Full transcript here.
Here’s my bottom line: America must always lead on the world stage. If we don’t, no one else will. The military that you have joined is, and always will be, the backbone of that leadership. But U.S. military action cannot be the only -- or even primary -- component of our leadership in every instance. Just because we have the best hammer does not mean that every problem is a nail.
President Obama, United States Military Academy at West Point, N.Y., commencement ceremony --- May 28, 2014
This is far from the first time that this President has mentioned this approach with regard to his foreign policy objectives.
As he has before, Obama warned against rash military action while reserving the option of unilateral force if necessary to defend America. He boasted about winding down the wars in Iraq and Afghanistan, a key theme of his reelection campaign. He argued that America is not in decline, as he did in his 2012 State of the Union address, and said the U.S. retains an essential global leadership role. America will sometimes enforce use force to defend its values and prevent suffering, he said, but only in partnership with allies and institutions—an echo of his 2011 speech explaining his Libya intervention.
We have not sent boots to Libya, Syria, Egypt and now, Ukraine. The president has always left the door open that depending on the situation, the possibility to send troops is always there.
But he hasn't. And this is not something that is new, not for this President. You wouldn't know it from reading the reactions to this speech.Vox media proclaims: Obama just announced the most anti-war foreign policy doctrine in decades
This was not the first time he had attempted to lay out a foreign policy doctrine, and few expected much more than the usual vague policy mish-mash — when it's year six of your presidency and you still need to explain your doctrine, it's not a great sign that you really have one.
So it was a legitimate surprise when Obama articulated a unified, tightly focused vision of America's role in the world. And while it's not a vision that will thrill many foreign policy hands, including perhaps some of those in his administration, it is the clearest Obama foreign policy doctrine he's made in years: no war, no militarism, no adventurism. With the possible exception of Jimmy Carter's 1977 Notre Dame speech, it may well have been one of the most dovish foreign policy speeches by a sitting US president since Eisenhower.
Interstingly, Eisenhower was quoted in Yesterday's speech.
But to say that we have an interest in pursuing peace and freedom beyond our borders is not to say that every problem has a military solution. Since World War II, some of our most costly mistakes came not from our restraint but from our willingness to rush into military adventures without thinking through the consequences, without building international support and legitimacy for our action, without leveling with the American people about the sacrifices required. Tough talk often draws headlines, but war rarely conforms to slogans. As General Eisenhower, someone with hard-earned knowledge on this subject, said at this ceremony in 1947, “War is mankind’s most tragic and stupid folly; to seek or advise its deliberate provocation is a black crime against all men.”

§ DATA FOR REVIEW:
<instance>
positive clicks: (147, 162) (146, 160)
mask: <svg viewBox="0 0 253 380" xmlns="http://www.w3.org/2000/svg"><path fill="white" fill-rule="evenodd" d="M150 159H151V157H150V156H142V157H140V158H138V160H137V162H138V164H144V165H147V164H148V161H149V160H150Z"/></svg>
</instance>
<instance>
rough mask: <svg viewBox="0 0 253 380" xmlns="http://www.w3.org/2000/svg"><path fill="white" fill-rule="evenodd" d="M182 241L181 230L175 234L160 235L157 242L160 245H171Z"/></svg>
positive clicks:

§ WHAT YOU NEED TO DO:
1. Answer these from the commentary on Obama's West Point speech:
(a) On what date was the commencement ceremony held?
(b) Which president gave a 1977 speech at Notre Dame?
(c) In what year did Eisenhower speak at the ceremony, according to the quoted passage?
2. List every country that the commentary on Obama's West Point speech names as a place the U.S. has not sent boots.
3. Please write the next part of the commentary on Obama's West Point speech, picking up after its final sentence.
The records have no connection to the commentary on Obama's West Point speech.

§ RESULTS FOR THE EXERCISE:
1.
(a) May 28, 2014
(b) Jimmy Carter
(c) 1947

2. Libya, Syria, Egypt, Ukraine

3.
Personally, I have found that the areas where I have been the least satisfied with our President is foreign policy. When I say that, I mean that I view it as 'what the hell is he supposed to do?'-type situation. Is it our responsibility for all the ails of the middle east? Should we be the world police? I prefer a balance between all in and all out. We are witnessing this president drawing down two wars. No matter your opinion about this, it is happening. We aren't going back to no-military-presence in these regions (I find that disappointing, but realities are what they are). Having said all that, this President has been fairly consistent about his militaristic views. It was through his coalition building that we were able to cool the heels of an Iranian invasion.
But at the beginning of my presidency, we built a coalition that imposed sanctions on the Iranian economy, while extending the hand of diplomacy to the Iranian government. And now we have an opportunity to resolve our differences peacefully. The odds of success are still long, and we reserve all options to prevent Iran from obtaining a nuclear weapon. But for the first time in a decade, we have a very real chance of achieving a breakthrough agreement, one that is more effective and durable than what we could have achieved through the use of force. And throughout these negotiations, it has been our willingness to work through multilateral channels that kept the world on our side.
Coalition building - it's kinda like community organizing, but on a bigger and global scale.
So why are people seemingly so unhappy about this? Coincidence or not, two days before his speech that has been heralded as a new foreign policy doctrine, Robert Kagan, senior fellow at the Brookings Institution, wrote:
A majority of Americans may not want to intervene in Syria, do anything serious about Iran or care what happens in Afghanistan, Iraq, Egypt or Ukraine. They may prefer a minimalist foreign policy in which the United States no longer plays a leading role in the world and leaves others to deal with their own miserable problems. They may want a more narrowly self-interested American policy. In short, they may want what Obama so far has been giving them. But they’re not proud of it, and they’re not grateful to him for giving them what they want.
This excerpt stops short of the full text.